» **Assignment**: Across the listing, the lines that include "banner" must be tallied and reported as a bare number.
┌──
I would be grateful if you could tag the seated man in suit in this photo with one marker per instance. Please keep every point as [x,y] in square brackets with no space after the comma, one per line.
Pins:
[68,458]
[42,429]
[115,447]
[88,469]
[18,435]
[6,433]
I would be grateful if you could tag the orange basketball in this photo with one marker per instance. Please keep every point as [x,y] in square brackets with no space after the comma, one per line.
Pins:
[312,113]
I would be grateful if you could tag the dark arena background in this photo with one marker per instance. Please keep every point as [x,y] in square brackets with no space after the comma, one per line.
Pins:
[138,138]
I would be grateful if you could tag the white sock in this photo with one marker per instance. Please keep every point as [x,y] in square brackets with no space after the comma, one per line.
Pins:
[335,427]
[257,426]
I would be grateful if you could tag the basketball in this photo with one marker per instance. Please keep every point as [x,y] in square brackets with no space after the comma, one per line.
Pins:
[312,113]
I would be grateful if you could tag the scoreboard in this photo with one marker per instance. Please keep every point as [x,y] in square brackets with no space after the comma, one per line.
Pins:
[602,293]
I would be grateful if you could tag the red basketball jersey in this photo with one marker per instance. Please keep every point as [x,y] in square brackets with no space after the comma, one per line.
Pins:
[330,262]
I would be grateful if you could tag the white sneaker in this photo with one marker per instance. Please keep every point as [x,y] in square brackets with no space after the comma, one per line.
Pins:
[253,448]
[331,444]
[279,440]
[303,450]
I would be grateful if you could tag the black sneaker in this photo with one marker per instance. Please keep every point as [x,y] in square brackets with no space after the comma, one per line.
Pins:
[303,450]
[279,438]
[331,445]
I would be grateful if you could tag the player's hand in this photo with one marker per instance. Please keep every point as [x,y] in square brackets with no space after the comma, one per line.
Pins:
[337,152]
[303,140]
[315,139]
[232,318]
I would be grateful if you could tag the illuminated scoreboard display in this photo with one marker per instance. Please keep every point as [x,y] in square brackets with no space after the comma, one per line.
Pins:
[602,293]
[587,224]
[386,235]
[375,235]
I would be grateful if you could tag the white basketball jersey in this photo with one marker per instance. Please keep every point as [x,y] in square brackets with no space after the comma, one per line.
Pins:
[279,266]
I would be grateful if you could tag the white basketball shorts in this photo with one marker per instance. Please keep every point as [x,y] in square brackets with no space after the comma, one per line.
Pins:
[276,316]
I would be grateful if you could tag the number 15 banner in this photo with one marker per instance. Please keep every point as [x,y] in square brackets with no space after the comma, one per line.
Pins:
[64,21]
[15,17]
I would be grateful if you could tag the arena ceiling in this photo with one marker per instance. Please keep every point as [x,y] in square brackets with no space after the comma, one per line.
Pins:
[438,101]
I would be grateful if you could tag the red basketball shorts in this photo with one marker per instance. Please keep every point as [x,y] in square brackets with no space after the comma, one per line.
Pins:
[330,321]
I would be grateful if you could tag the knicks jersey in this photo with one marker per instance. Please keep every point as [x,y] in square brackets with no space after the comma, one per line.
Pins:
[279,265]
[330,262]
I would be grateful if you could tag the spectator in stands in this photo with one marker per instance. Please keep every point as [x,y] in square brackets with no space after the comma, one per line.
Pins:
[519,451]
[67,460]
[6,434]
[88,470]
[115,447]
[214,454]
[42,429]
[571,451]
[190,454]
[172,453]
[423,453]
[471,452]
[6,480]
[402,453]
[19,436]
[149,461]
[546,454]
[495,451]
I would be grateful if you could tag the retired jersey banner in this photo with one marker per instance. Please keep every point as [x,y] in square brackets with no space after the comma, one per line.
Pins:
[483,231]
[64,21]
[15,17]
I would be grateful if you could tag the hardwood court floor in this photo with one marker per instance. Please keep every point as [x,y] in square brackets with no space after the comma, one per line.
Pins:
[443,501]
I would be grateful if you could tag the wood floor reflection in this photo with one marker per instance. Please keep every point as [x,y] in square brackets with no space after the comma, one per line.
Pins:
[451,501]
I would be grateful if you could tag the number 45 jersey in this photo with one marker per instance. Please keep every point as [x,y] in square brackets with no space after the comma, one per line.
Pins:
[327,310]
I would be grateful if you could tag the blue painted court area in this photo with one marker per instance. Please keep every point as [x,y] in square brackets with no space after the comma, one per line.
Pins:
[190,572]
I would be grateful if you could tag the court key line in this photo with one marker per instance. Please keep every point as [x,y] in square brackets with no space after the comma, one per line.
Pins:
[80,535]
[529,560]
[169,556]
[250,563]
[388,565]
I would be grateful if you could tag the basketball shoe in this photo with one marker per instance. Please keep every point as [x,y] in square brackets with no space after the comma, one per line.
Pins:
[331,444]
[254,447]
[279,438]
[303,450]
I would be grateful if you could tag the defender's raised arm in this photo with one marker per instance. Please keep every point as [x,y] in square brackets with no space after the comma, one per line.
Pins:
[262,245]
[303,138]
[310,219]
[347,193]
└──
» **Answer box**: 2